** Reading passage follows **
A Sacred Passing
July 2025 Newlestter
| |
Bubble of hope by bubble of hope ... that's how we make it
Stardusts,
Our ancestors had wild times, and they made change, significant change. It's a time to revisit the strength and courage of those least harmful ancestors and ask for care, support, guidance, and protection. gather it in your magic pouch, and know it's there, with you at all times. We are all we have.
Time at Asphodel reminds me of this on the regular. Our guests this year have created meaningful, long-lasting change at the house and in us as volunteers. The majority of the people we have cared for this year have come alone or without the support they had hoped for. In the bubble of the house, they were able to find community, legacy, honor, laughs, and love. In the bubble of our care, they were supported, unquestioned, believed, and cared for in ways they wanted and needed.
A recent guest arrived on a beautiful sunny day, and we went right out to the deck. After a few hours on the deck with BeBe & CeCe, American Spirit blues, and Arnold Palmers, she said,
"How do I finally get here, to this place, and now I am gonna die?
It's too good here for me to do this. There's so much love up in
these here walls, I can't die yet. I just can't, it's too good, and
i wanna feel some more."
And she did. She spent the day teaching us how to make her spaghetti sauce, sharing her poetry, and singing, followed by a good night's sleep and a slow morning with black coffee.
In this time when systems are crumbling, we need to stretch our care for each other in ways that are unfamiliar to many and so necessary for our futures. The ways that we do that aren't always public and shared, and often because that keeps people safe. Please know that we are here to help you help others. That can look so many ways, so please reach out to us directly if you find yourself needing help. We aren't always able to help, but being a resource is our biggest resource.
You can make a huge difference where you are. Movements require people for all roles. Write the letters, make the calls, block the "frozen water club" of kidnappers. You can cook for the people on patrols, send us a stack of handwritten letters of appreciation or affirmation to care professionals, activists, elders, and others afraid to go to the grocery store, a soccer game, a court appointment, to get gas for someone else ...
We just need to keep caring for each other, and it's going to get harder as stress and grief layer onto people and access to care diminishes. Please help us strengthen this network of tenders. Peep the volunteer section below.
We are all volunteers here at A Sacred Passing, I am entering my 7th year as a volunteer ED, and we have never had a staff. Many people think we have a staff, but we don't- we have a small crew of people who believe in this care model and make things happen while holding down other jobs, roles while life also happens to us. We really need you to make this happen. It is such a blessing to match with volunteers ready and willing to do this work, from anti-racist, anti-carceral and mutual aid centered models. It is hard because we are working outside of the systems presented.... AND what we are doing IS working, it really is.
If we were in proximity with each other, I'd ask whether you are OK with a hug, and if you are ... HUGS ... an intentional hug, because things are wild. Please hold on. We depend on it.
Lashanna
| | Saying an Earthly Goodbye to One of Our Own | |
"Alyssa Out"
** End of Reading passage **
** Raw data follows **
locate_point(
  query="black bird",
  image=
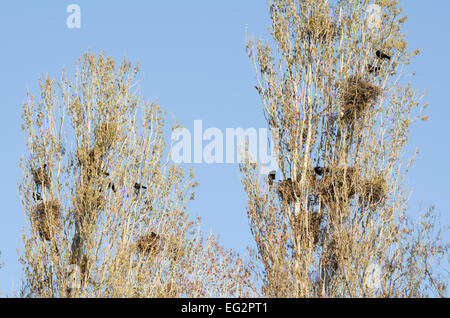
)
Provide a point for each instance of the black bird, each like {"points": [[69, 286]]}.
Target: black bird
{"points": [[373, 69], [112, 186], [320, 171], [138, 187], [272, 175], [37, 196], [382, 55]]}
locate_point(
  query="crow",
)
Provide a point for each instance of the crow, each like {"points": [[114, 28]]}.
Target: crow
{"points": [[112, 186], [320, 171], [373, 69], [272, 175], [138, 187], [382, 55]]}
** End of Raw data **
▶ _What needs to be done_: Write out the passage of the newsletter starting with "We are all volunteers" and going on through "depend on it.". The rows come from a separate source unrelated to the newsletter.

▶ _Task response_:
We are all volunteers here at A Sacred Passing, I am entering my 7th year as a volunteer ED, and we have never had a staff. Many people think we have a staff, but we don't- we have a small crew of people who believe in this care model and make things happen while holding down other jobs, roles while life also happens to us. We really need you to make this happen. It is such a blessing to match with volunteers ready and willing to do this work, from anti-racist, anti-carceral and mutual aid centered models. It is hard because we are working outside of the systems presented.... AND what we are doing IS working, it really is.
If we were in proximity with each other, I'd ask whether you are OK with a hug, and if you are ... HUGS ... an intentional hug, because things are wild. Please hold on. We depend on it.